* [THE EXERCISE]: Identify every line below that contains the word "yellow", and copy each of those lines.

Records from a pointing dataset
** BEGIN **

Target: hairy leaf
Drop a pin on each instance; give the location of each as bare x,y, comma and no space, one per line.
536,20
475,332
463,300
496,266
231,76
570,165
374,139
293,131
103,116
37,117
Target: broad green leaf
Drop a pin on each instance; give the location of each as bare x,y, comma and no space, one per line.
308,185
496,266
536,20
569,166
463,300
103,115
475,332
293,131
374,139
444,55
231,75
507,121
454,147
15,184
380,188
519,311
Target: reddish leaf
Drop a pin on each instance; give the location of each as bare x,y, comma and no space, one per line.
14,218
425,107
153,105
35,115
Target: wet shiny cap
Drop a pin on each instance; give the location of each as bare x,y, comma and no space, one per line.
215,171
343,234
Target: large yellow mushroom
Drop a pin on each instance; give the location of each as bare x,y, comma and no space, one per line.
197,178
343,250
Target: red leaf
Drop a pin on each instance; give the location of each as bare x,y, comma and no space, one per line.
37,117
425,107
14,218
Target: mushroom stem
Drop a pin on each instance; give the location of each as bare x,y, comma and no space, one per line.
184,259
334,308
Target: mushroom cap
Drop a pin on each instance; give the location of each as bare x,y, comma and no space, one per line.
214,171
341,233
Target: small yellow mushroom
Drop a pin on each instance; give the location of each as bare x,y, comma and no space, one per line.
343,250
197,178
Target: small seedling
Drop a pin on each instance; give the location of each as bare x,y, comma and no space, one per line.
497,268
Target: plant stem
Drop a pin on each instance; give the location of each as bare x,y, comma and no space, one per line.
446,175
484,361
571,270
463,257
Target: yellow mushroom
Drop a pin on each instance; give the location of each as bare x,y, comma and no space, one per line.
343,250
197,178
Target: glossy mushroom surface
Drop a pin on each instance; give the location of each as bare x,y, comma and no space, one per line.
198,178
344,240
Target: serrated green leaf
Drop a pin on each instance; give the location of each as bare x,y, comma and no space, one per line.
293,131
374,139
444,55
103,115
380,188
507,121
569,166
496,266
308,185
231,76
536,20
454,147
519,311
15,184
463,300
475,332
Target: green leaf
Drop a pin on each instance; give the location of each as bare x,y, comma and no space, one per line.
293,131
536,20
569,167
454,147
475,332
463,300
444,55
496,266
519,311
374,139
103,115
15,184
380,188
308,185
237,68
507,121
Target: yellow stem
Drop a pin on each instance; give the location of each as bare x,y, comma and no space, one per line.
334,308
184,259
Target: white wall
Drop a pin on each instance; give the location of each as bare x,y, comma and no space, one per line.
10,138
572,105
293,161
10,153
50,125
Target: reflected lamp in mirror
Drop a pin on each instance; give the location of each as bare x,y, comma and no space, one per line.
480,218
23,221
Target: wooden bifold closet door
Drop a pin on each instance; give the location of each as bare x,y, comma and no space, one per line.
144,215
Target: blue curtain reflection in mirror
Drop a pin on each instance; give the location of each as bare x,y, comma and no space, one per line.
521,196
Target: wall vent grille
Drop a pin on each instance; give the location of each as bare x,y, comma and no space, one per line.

** END **
** BEGIN **

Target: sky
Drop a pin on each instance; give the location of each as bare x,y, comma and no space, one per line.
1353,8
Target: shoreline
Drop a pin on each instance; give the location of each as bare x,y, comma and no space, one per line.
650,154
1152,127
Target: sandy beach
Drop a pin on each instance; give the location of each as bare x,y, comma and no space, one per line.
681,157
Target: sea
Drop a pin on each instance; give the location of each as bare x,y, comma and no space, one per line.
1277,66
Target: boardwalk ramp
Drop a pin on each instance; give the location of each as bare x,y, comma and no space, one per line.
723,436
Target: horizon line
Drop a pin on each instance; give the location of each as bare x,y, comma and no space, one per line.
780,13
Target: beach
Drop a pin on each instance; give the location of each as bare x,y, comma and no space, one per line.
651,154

** END **

* [WORKED ANSWER]:
Target: large yellow mushroom
Target: small yellow mushroom
Target: yellow mushroom
Target: yellow stem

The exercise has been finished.